- **WHAT TO WORK ON**
For any picture in the lines below, please leave it out and copy the rest exactly.
Top of THE RECORDS
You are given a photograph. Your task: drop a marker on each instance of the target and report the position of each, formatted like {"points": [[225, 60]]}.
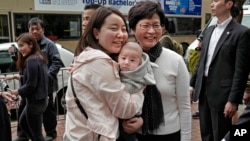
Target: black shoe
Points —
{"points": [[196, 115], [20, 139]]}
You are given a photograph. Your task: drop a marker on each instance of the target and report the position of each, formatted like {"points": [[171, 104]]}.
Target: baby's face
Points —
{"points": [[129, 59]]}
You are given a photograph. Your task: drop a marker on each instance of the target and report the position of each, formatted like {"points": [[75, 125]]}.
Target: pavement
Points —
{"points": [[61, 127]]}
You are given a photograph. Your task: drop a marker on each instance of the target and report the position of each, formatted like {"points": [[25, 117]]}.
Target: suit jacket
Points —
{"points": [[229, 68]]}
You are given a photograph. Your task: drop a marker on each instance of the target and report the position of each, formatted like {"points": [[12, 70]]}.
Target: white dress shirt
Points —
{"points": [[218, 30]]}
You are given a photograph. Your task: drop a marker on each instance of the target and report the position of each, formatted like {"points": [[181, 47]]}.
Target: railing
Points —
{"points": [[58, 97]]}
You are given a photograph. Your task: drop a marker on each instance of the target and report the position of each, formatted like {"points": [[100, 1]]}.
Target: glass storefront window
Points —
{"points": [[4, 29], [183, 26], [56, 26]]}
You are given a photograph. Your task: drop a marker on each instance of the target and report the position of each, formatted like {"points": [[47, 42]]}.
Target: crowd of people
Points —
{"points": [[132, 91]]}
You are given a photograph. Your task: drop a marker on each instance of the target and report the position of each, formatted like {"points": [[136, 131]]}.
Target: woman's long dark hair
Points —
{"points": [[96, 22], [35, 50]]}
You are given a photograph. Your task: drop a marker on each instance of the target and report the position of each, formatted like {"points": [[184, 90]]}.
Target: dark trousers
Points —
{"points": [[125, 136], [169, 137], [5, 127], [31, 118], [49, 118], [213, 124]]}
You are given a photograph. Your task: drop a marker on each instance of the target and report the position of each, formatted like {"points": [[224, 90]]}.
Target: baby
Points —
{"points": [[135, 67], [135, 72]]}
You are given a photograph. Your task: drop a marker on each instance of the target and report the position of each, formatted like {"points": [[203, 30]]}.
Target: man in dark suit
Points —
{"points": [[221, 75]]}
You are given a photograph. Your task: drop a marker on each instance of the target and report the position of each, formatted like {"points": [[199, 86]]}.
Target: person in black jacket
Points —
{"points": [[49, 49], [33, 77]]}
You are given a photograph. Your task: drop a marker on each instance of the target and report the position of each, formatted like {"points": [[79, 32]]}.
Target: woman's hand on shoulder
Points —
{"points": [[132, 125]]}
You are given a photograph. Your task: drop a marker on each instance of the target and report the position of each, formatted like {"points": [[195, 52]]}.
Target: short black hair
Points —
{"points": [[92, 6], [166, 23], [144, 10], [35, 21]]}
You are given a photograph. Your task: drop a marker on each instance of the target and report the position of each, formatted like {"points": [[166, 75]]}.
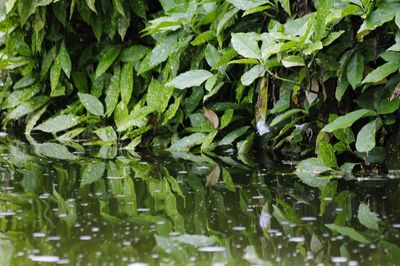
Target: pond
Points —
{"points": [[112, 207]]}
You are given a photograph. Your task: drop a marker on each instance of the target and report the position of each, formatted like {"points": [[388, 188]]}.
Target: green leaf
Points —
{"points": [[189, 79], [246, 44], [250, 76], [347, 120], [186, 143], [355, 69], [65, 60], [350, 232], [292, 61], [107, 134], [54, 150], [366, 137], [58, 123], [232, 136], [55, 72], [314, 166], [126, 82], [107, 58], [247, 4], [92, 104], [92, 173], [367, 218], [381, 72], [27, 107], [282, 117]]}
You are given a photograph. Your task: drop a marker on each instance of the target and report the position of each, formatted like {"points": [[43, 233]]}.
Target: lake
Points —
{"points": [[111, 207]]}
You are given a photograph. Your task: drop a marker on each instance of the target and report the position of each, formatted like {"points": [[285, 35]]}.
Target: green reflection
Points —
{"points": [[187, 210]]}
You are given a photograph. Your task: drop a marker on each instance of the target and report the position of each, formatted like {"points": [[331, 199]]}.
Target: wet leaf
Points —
Bottom of THE RECORDS
- **WRITTEN SOLUTION**
You are given a photograph. Your task: drop a marker on each instance of the target and report the position of each, formatted like {"points": [[225, 60]]}.
Target: black shoe
Points —
{"points": [[196, 115], [20, 139]]}
You are given a photograph. Your task: drop a marker on each instance of the target and report the position of each, formatted like {"points": [[171, 104]]}.
Target: baby's face
Points —
{"points": [[129, 59]]}
You are given a photograph. Your task: drop a marker on each instance of the target and report the position of each, formatted like {"points": [[75, 125]]}.
Target: pavement
Points —
{"points": [[61, 127]]}
You are given a photograph. Your task: drop a marker on each instance of the target and report the position of each, formatted like {"points": [[25, 117]]}.
Target: suit jacket
Points —
{"points": [[229, 68]]}
You are given a photograph. Your task: drop a marker on each instance of the target and report the position of each, formatted like {"points": [[12, 70]]}.
Target: white dress shirt
Points —
{"points": [[218, 30]]}
You are given a photograph. Your task: drop a marker on each instance of the target and report the position of each, formatted like {"points": [[181, 47]]}.
Target: railing
Points —
{"points": [[58, 97]]}
You are given a photograph. Your task: drop a marker on each instance of the target and report the position of each, formatted like {"points": [[100, 1]]}.
Target: glass storefront window
Points —
{"points": [[4, 29], [183, 26], [56, 26]]}
You are given a photograph. Your task: drop a marker on each instance of the target and report the position of each, formatted like {"points": [[47, 42]]}.
Target: crowd of people
Points —
{"points": [[132, 91]]}
You are given a photograph. Your task: drop a marker on each instance of the target and report the position of each, formatted like {"points": [[136, 131]]}.
Target: woman's long dark hair
Points —
{"points": [[96, 22], [35, 50]]}
You are given a photograph. Your task: drop a marker on each instance of the target and report the position of each, formatted like {"points": [[184, 90]]}.
Target: dark trousers
Points —
{"points": [[125, 136], [169, 137], [5, 127], [31, 118], [49, 118], [213, 124]]}
You are given a photograph. Your task: drop a marker on each instance of the target and report the position of each, formatted like {"points": [[224, 90]]}.
Target: baby
Points —
{"points": [[135, 67], [135, 72]]}
You are given a photograph. Your task: drop a marker on each instance of the target and report the position of each, formatted like {"points": [[203, 30]]}.
Target: man in dark suit
Points —
{"points": [[221, 75]]}
You are given a photograph. Your task: drop a marker on each instance of the target and report the position of each, formatted like {"points": [[199, 86]]}.
Target: person in black jacket
Points —
{"points": [[49, 49], [33, 77]]}
You are given a photograph. Your task: drop a marker on each instance of the target and report the position of each, formatted like {"points": [[79, 32]]}.
Target: woman's hand on shoulder
Points —
{"points": [[132, 125]]}
You are given a photograph. Your task: drop a marker on each instance of the target and report the position of each, formatted like {"points": [[195, 52]]}.
Target: short black hair
Points —
{"points": [[92, 6], [166, 23], [144, 10], [35, 21]]}
You are given a photograph. Your task: drop a marker on each instance of the target and report the position of each, formatted like {"points": [[166, 75]]}.
Target: pond
Points —
{"points": [[112, 207]]}
You are given a photograph. Your task: drop a marker on each instance of the target and report the position of each, formatted like {"points": [[388, 188]]}.
Target: green leaf
Points —
{"points": [[189, 79], [246, 44], [250, 76], [347, 120], [186, 143], [355, 69], [65, 60], [350, 232], [292, 61], [107, 134], [54, 150], [366, 137], [58, 123], [232, 136], [55, 72], [314, 166], [126, 82], [107, 58], [247, 4], [92, 104], [92, 173], [367, 218], [381, 72], [27, 107], [282, 117]]}
You are given a photograph. Your task: drop a marker on each instance of the target and report the position of each, formatted like {"points": [[43, 233]]}.
Target: lake
Points —
{"points": [[111, 207]]}
You are given a photograph. Your task: drop a marker on each instance of the target and report the position of each, formatted like {"points": [[285, 35]]}.
Target: green reflection
Points —
{"points": [[187, 210]]}
You are given a photograph. Your task: drop a marker on each instance of the target and report the position of each, formatted like {"points": [[331, 199]]}.
Target: wet leaf
Points —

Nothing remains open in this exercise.